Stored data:
****************************************
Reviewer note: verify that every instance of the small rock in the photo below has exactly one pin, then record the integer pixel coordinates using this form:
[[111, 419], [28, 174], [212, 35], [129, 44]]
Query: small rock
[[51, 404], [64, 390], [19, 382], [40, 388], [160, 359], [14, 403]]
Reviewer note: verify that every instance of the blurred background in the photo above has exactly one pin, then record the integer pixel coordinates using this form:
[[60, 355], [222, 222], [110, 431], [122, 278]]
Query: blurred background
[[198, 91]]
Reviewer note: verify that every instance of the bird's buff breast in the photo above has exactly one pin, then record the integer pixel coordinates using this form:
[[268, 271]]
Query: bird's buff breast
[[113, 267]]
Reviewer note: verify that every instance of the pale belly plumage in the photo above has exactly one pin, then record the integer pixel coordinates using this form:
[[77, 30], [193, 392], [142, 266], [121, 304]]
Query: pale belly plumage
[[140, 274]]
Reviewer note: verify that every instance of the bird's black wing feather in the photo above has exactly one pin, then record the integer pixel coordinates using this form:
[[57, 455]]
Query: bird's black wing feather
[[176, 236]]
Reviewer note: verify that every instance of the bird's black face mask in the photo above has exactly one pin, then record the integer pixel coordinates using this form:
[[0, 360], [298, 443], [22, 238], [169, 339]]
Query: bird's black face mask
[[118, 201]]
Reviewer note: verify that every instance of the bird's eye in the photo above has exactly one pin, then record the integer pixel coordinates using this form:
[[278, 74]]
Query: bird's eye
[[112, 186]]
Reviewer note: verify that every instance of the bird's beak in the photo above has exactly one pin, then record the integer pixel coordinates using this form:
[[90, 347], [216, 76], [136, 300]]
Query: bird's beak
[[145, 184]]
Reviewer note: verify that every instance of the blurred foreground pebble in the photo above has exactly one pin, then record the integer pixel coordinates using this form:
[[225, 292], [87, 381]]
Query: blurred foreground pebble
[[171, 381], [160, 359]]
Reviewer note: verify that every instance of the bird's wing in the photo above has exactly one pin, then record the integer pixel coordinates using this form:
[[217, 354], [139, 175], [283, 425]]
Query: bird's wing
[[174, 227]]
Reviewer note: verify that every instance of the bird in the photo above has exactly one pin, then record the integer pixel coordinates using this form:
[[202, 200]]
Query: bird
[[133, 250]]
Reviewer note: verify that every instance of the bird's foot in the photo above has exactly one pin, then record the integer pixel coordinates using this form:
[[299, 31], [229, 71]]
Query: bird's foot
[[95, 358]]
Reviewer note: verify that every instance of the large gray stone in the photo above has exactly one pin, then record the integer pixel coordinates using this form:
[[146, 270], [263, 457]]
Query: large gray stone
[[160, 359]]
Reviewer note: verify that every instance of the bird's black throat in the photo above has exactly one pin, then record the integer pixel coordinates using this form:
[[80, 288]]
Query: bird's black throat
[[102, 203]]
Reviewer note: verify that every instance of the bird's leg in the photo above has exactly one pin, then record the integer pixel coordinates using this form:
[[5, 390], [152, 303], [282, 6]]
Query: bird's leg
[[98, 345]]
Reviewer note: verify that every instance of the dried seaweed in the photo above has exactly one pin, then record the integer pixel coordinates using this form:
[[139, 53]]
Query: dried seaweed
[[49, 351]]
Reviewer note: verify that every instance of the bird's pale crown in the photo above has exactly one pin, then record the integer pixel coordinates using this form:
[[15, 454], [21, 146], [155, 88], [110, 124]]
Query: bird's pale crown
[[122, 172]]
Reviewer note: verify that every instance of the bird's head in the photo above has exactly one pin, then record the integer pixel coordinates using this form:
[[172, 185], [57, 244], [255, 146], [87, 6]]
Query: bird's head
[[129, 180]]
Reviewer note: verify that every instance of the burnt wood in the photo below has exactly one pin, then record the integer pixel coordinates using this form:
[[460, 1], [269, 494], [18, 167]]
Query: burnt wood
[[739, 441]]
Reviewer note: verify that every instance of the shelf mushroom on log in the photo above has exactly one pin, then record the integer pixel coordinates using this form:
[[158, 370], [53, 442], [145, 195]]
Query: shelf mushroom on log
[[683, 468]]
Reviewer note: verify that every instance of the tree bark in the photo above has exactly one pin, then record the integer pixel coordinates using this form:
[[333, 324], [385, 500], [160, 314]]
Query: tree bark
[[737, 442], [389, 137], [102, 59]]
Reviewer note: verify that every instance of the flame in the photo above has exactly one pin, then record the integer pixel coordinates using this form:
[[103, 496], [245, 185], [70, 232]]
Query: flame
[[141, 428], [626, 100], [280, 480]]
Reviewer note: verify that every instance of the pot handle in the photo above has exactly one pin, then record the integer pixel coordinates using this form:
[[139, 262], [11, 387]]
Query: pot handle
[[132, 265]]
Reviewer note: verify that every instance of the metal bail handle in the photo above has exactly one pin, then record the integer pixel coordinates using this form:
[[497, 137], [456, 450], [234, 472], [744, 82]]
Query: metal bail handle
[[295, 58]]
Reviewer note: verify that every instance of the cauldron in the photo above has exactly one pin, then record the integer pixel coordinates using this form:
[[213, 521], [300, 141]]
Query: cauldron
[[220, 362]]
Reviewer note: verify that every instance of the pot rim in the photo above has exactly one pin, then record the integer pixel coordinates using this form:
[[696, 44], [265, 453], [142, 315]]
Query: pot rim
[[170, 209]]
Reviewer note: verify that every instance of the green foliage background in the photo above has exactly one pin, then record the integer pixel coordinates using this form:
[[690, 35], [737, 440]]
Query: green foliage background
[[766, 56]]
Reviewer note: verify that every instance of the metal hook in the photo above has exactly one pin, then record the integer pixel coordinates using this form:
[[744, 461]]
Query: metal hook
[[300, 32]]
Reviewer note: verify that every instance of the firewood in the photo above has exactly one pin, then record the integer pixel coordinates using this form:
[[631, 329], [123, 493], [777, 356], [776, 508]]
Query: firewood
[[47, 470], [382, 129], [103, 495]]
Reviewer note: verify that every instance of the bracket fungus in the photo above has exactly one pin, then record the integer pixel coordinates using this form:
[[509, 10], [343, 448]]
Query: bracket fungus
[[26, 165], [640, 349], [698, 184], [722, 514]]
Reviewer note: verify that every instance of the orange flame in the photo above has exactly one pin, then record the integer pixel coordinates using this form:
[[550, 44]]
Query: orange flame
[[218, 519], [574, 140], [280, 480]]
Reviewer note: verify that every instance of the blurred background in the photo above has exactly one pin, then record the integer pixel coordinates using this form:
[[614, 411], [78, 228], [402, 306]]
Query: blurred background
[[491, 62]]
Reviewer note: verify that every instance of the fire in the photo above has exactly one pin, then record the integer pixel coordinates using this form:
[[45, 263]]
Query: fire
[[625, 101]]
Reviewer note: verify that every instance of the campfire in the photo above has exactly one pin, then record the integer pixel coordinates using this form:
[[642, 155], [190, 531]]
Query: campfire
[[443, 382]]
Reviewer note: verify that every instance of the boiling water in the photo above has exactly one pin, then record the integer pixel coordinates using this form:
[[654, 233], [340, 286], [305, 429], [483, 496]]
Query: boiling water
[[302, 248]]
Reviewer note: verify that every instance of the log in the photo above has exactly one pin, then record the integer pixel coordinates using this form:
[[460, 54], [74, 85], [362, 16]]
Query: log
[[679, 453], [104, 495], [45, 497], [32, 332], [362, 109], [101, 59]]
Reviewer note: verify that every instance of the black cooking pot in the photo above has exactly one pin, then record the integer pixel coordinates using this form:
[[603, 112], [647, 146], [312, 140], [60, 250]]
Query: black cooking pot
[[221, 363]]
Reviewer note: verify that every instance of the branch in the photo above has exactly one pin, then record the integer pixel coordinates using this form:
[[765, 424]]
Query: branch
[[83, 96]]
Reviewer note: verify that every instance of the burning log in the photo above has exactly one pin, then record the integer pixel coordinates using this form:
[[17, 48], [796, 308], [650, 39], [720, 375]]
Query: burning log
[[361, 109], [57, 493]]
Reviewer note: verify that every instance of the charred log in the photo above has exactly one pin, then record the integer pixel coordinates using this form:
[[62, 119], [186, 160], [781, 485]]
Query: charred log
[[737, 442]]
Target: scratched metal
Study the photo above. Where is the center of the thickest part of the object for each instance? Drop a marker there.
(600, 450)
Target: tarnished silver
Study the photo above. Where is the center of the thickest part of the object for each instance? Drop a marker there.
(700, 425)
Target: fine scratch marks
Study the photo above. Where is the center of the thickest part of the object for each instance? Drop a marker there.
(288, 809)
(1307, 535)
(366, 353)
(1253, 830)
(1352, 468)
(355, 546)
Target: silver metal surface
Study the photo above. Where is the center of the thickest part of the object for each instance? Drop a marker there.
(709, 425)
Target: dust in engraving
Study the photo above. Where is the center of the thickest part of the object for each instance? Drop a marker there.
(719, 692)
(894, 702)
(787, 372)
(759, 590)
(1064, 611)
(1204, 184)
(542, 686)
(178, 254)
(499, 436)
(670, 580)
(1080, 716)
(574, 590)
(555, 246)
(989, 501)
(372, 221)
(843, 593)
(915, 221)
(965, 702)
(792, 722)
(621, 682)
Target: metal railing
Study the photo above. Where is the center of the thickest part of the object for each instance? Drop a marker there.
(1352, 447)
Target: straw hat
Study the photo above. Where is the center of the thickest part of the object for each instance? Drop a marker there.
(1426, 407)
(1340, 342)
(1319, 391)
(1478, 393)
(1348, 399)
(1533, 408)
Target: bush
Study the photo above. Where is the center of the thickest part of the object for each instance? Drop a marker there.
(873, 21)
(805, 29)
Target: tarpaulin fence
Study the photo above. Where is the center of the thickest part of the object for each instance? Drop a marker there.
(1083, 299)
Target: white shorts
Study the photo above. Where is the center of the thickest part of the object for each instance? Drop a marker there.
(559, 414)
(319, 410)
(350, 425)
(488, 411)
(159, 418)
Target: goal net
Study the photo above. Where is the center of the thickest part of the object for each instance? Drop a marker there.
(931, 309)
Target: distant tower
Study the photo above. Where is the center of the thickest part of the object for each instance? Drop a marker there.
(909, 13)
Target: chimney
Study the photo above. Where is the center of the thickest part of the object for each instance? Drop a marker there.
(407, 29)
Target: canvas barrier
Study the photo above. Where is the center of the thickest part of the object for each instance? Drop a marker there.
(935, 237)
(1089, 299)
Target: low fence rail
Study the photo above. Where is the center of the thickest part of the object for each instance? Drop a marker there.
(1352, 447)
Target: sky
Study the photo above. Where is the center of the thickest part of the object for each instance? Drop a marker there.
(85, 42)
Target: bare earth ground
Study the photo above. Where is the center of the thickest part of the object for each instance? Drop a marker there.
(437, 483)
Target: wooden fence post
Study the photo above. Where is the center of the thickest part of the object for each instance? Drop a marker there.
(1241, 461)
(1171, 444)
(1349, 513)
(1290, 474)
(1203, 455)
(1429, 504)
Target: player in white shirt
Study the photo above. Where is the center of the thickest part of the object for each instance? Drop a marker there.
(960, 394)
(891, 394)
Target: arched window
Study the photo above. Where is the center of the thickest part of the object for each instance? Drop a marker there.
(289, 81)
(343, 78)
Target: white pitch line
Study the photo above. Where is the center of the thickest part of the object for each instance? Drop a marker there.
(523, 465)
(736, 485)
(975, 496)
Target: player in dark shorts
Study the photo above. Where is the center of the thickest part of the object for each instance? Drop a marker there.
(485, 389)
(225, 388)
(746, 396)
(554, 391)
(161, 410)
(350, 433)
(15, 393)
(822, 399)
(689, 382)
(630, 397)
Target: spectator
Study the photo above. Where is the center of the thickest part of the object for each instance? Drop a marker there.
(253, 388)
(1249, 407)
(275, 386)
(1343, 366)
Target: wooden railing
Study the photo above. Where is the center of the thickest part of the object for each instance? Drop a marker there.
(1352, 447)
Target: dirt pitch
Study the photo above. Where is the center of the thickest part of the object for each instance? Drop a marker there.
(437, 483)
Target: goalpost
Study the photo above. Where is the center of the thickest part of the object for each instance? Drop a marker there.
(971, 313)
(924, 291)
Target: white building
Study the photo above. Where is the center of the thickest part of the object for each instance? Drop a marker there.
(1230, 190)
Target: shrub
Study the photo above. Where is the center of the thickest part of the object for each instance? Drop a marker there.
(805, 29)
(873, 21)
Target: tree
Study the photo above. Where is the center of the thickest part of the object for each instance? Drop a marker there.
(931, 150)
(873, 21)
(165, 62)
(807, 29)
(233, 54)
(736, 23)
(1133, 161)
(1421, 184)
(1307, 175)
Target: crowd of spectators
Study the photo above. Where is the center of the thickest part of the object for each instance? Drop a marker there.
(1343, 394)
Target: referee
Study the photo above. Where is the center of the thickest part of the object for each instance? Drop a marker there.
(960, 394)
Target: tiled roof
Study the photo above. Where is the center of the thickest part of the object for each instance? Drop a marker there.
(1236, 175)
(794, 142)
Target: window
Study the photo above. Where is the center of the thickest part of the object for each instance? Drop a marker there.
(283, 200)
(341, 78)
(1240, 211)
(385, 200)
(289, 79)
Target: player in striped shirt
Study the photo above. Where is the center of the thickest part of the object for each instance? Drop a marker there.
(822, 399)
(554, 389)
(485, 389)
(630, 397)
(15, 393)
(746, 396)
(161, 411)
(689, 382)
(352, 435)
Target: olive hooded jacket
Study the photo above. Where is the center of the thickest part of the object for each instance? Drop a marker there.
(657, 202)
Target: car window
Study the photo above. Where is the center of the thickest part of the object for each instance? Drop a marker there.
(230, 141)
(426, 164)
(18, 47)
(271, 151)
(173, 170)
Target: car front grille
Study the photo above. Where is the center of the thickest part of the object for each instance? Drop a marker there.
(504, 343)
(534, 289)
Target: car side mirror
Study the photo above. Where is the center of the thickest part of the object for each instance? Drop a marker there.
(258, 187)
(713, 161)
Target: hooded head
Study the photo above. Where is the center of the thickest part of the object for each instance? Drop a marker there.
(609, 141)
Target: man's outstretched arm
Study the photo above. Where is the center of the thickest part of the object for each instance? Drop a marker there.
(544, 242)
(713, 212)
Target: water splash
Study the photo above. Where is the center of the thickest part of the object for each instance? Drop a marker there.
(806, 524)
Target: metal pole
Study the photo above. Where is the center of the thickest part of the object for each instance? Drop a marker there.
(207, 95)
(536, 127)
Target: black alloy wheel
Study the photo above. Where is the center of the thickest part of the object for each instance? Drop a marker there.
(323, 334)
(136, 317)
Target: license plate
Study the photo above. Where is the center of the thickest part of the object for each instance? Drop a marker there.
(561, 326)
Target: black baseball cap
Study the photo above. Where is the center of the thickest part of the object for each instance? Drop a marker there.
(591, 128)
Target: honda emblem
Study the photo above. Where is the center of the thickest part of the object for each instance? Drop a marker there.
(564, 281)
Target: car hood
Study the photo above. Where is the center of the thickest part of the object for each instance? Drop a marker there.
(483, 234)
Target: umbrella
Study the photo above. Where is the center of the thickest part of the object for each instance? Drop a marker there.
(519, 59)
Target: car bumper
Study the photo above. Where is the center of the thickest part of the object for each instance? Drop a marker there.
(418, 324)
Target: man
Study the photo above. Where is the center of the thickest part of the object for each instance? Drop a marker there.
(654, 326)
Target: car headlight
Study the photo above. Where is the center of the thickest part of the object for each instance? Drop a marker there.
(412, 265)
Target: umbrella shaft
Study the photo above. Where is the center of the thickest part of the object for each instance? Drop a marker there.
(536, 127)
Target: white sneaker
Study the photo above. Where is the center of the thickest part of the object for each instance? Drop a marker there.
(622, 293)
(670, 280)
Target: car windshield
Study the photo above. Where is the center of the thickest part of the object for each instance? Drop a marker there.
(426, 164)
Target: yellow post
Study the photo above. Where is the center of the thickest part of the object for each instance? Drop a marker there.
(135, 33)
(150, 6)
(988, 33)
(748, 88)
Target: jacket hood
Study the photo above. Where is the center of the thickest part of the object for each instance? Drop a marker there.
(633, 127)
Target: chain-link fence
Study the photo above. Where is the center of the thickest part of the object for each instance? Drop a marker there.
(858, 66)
****************************************
Your task is to collect every line above that contains the word "umbrella".

■ Result:
Target: umbrella
Target: umbrella shaft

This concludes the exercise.